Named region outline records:
******

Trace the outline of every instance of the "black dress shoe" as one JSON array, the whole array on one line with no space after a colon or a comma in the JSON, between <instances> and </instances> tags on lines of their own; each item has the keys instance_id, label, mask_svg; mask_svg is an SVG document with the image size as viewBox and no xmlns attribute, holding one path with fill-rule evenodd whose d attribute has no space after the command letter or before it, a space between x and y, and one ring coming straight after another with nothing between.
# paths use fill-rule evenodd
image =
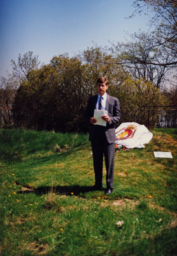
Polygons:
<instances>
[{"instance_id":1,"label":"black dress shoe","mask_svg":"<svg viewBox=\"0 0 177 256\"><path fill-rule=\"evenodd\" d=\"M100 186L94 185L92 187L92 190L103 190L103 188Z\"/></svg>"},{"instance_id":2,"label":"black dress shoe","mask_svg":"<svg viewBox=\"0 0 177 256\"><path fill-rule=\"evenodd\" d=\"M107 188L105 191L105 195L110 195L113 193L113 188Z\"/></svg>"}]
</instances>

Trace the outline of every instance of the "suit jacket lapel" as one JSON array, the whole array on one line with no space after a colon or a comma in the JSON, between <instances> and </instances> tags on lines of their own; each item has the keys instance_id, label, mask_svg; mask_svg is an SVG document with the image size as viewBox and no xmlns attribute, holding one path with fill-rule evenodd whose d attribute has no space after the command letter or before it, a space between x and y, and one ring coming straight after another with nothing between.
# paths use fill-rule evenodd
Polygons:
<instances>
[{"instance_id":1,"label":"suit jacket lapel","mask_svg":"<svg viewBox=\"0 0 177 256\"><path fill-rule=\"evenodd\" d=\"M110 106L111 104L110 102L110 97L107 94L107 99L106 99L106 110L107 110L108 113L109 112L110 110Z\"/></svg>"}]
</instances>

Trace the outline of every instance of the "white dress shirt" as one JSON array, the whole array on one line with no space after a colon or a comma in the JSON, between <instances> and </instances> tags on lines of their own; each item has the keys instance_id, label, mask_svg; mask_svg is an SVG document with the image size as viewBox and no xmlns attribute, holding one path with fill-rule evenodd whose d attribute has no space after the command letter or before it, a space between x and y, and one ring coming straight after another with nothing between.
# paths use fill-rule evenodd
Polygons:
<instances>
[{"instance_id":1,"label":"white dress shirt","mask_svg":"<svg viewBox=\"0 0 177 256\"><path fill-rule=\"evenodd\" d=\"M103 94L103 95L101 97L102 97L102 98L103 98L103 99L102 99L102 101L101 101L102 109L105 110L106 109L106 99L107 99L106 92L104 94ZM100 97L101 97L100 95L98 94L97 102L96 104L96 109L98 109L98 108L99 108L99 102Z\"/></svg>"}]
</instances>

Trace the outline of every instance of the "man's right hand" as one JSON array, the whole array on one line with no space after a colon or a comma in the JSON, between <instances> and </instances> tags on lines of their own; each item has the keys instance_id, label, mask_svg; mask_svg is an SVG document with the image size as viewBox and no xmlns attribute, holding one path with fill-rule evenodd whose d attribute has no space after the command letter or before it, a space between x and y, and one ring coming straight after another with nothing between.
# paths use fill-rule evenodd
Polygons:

******

• [TASK DESCRIPTION]: Repeat the data exactly, dropping every picture it holds.

• [ANSWER FOR THIS EXERCISE]:
Trace the outline of every instance of the "black dress shoe" as one JSON array, the whole array on one line with no space after a colon or a comma in the JSON, between <instances> and </instances> tags on lines of their own; each item has the keys instance_id, label, mask_svg; mask_svg is an SVG document with the image size as viewBox and no xmlns attribute, holding one path with fill-rule evenodd whose d attribute has no space after the command letter or before it, a space between x and y, and one ring coming straight after another with nothing between.
# paths use fill-rule evenodd
image =
Polygons:
<instances>
[{"instance_id":1,"label":"black dress shoe","mask_svg":"<svg viewBox=\"0 0 177 256\"><path fill-rule=\"evenodd\" d=\"M100 186L94 185L92 187L92 190L103 190L103 188Z\"/></svg>"},{"instance_id":2,"label":"black dress shoe","mask_svg":"<svg viewBox=\"0 0 177 256\"><path fill-rule=\"evenodd\" d=\"M107 188L105 191L105 195L110 195L113 193L113 188Z\"/></svg>"}]
</instances>

Trace the outline of every instance of the "suit jacket lapel" as one JSON array, the whole array on one line with no space after a colon or a comma in the JSON, between <instances> and </instances> tags on lines of their own; each item has the keys instance_id, label, mask_svg; mask_svg is an SVG document with the image size as viewBox and no xmlns attribute, holding one path with fill-rule evenodd whose d attribute has no space after the command letter or before it, a space between x and y, and one ring coming straight after another with nothing between.
# paths use fill-rule evenodd
Polygons:
<instances>
[{"instance_id":1,"label":"suit jacket lapel","mask_svg":"<svg viewBox=\"0 0 177 256\"><path fill-rule=\"evenodd\" d=\"M110 106L111 104L110 102L110 97L107 94L107 99L106 99L106 110L107 110L108 113L109 112L110 110Z\"/></svg>"}]
</instances>

Trace the outline of every instance of the "white dress shirt" as one JSON array, the whole array on one line with no space after a colon or a comma in the JSON, between <instances> and </instances> tags on lines of their own; each item has the keys instance_id, label, mask_svg; mask_svg is an SVG document with the image size as viewBox and no xmlns attribute, holding one path with fill-rule evenodd whose d attribute has no space after the command letter or before it, a space between x and y, and one ring coming straight after another with nothing between.
# paths use fill-rule evenodd
Polygons:
<instances>
[{"instance_id":1,"label":"white dress shirt","mask_svg":"<svg viewBox=\"0 0 177 256\"><path fill-rule=\"evenodd\" d=\"M103 94L103 95L101 97L102 97L102 98L103 98L103 99L102 99L102 101L101 101L102 109L105 110L106 109L106 99L107 99L106 92L104 94ZM100 97L101 97L100 95L98 94L97 102L96 104L96 109L98 109L98 108L99 108L99 102Z\"/></svg>"}]
</instances>

Trace the outline of every instance of the "man's right hand" as one JSON array, the whole array on one line with no space after a colon or a comma in the JSON, between <instances> and </instances> tags on lines of their own; each item has the keys instance_id, label, mask_svg; mask_svg is an SVG document with the image size as viewBox and no xmlns attribute, holding one path with fill-rule evenodd whose d attribute has no space after the command letter or before it, a space between x and y, and one ring coming straight after another with nothing between.
# paths use fill-rule evenodd
Polygons:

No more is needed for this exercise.